Arriva la procedura di allerta per combattere in tempo la crisi
L’introduzione delle misure d’allerta, ossia di un meccanismo di rilevamento tempestivo e segnalazione delle imprese in crisi o insolventi indirizzato in primo luogo a sollecitare l’imprenditore a prendere le misure adeguate in un brevissimo termine e in seconda battuta a provocare l’intervento di un apposito organismo istituito presso la Camera di commercio con comunicazione finale al pubblico ministero in caso di fallimento del tentativo di composizione negoziata con i creditori, è la previsione più innovativa della legge delega di riforma della disciplina della crisi d’impresa. Lo scopo è quello di contrastare efficacemente il fenomeno della sistematica ritardata emersione delle situazioni d’insolvenza: come varie ricerche hanno dimostrato attualmente si perviene all’apertura delle procedure concorsuali, sia fallimenti sia concordati preventivi, mediamente tre anni dopo il momento in cui risulta certo che l’impresa non è o non sarà a breve in grado di estinguere regolarmente i propri debiti.
La genesi
L’istituto era già stato previsto nel 2004 nella bozza di riforma della Commissione Trevisanato ma allora la proposta fu accantonata essendo prevalsa la posizione di chi riteneva che i meccanismi di autoregolazione del mercato avrebbero assicurato un giusto e funzionale equilibrio.

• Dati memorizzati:
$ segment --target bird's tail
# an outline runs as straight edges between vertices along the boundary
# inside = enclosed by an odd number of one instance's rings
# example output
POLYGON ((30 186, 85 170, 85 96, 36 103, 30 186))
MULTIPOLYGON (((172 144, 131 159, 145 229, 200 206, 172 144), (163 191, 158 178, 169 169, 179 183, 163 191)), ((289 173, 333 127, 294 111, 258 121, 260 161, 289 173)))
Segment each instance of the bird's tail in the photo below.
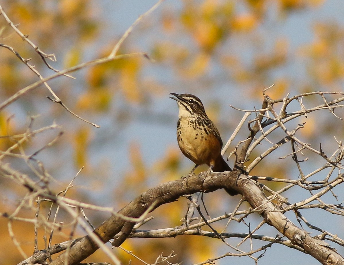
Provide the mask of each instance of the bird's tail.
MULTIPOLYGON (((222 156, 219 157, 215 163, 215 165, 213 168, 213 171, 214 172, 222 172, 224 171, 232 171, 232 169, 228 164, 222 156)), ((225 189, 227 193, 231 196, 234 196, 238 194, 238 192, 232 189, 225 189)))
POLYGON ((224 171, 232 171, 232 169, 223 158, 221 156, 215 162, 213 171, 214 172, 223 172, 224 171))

...

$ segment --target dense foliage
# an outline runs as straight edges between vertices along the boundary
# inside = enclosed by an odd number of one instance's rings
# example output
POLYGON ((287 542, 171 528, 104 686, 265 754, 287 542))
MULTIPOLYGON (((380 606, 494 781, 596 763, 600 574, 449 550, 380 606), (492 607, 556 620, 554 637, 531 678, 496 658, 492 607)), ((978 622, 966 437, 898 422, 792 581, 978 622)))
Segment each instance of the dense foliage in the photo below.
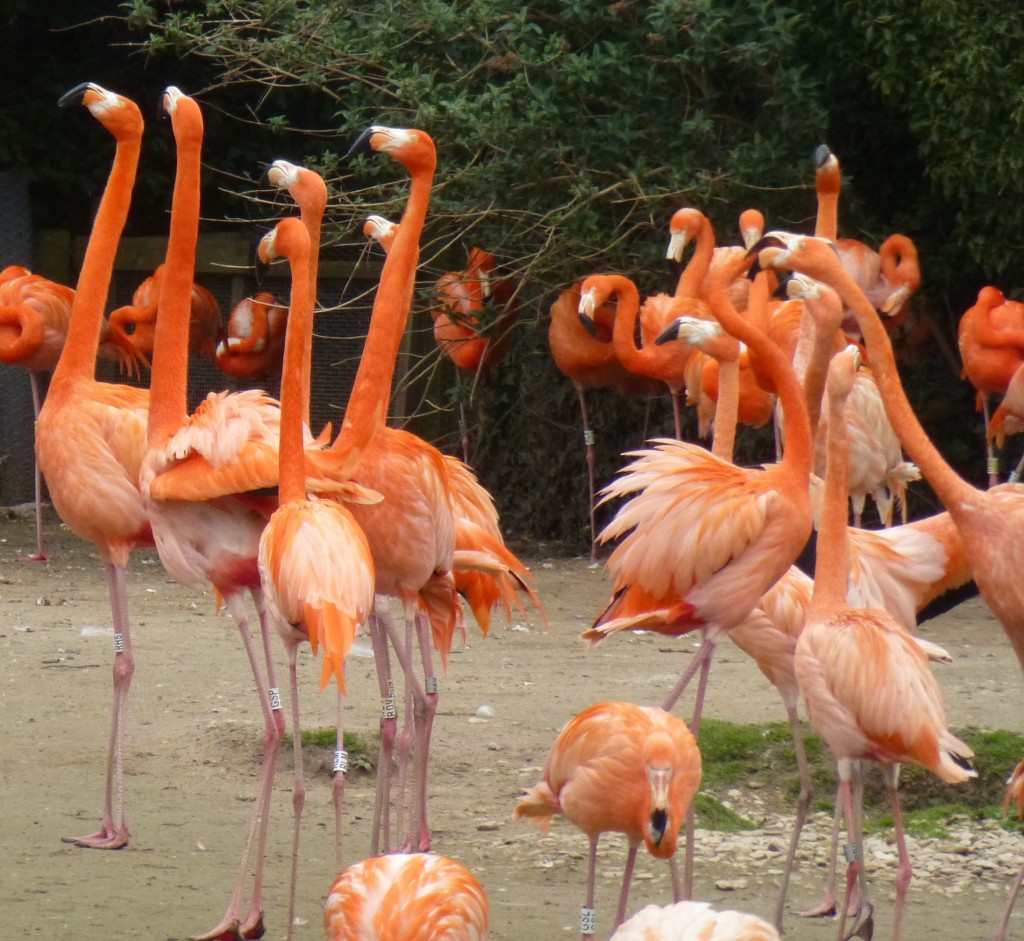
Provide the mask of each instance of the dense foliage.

• Problemi da risolvere:
a) Stabilisci se le affermazioni (i), (ii) e (iii) concordano con il testo sulla procedura di allerta. Per ciascuna rispondi sì o no e cita testualmente le parole decisive. (i) Lo stesso istituto figurava già nel 2004 nella bozza di riforma della Commissione Trevisanato. (ii) Oggi le procedure concorsuali si aprono mediamente un anno dopo che l'insolvenza è diventata certa. (iii) L'organismo chiamato a intervenire è istituito presso il tribunale.
b) Riprendi il testo sulla procedura di allerta a partire dalla fine dell'ultima frase e prosegui la sezione «La genesi».
Le righe costituiscono materiale a sé, distinto dal testo sulla procedura di allerta.

• Risposte agli esercizi:
a)
(i) Sì: «L’istituto era già stato previsto nel 2004 nella bozza di riforma della Commissione Trevisanato».
(ii) No: «mediamente tre anni dopo il momento in cui risulta certo che l’impresa non è o non sarà a breve in grado di estinguere regolarmente i propri debiti».
(iii) No: «un apposito organismo istituito presso la Camera di commercio».

b)
Oggi è pacifico che il principale obbiettivo enunciato con la riforma del 2006, ossia le procedure concorsuali e in particolare il concordato preventivo come strumenti finalizzati principalmente alla conservazione degli assets aziendali, non si è realizzato: la quasi totalità dei fallimenti e la grande parte dei concordati preventivi intervengono quando non vi è più alcuna attività aziendale in corso. È maturata anche la consapevolezza che i livelli di soddisfacimento dei creditori nei fallimenti ma anche nella quasi totalità delle procedure di concordato preventivo sono catastrofici: nei fallimenti sono rarissimi i casi in cui si distribuisca qualcosa ai creditori chirografari, in primo luogo i normali fornitori, e tra i creditori chirografari rientrano per incapienza patrimoniale anche gran parte dei creditori astrattamente titolari di crediti privilegiati come artigiani ed erario; quanto ai concordati preventivi da varie ricerche sta emergendo che nelle procedure aperte da cinque anni la percentuale media di soddisfacimento dei creditori chirografari effettivamente realizzata è poco superiore al 5% e in una buona parte dei casi non vi è stato alcun pagamento a loro favore.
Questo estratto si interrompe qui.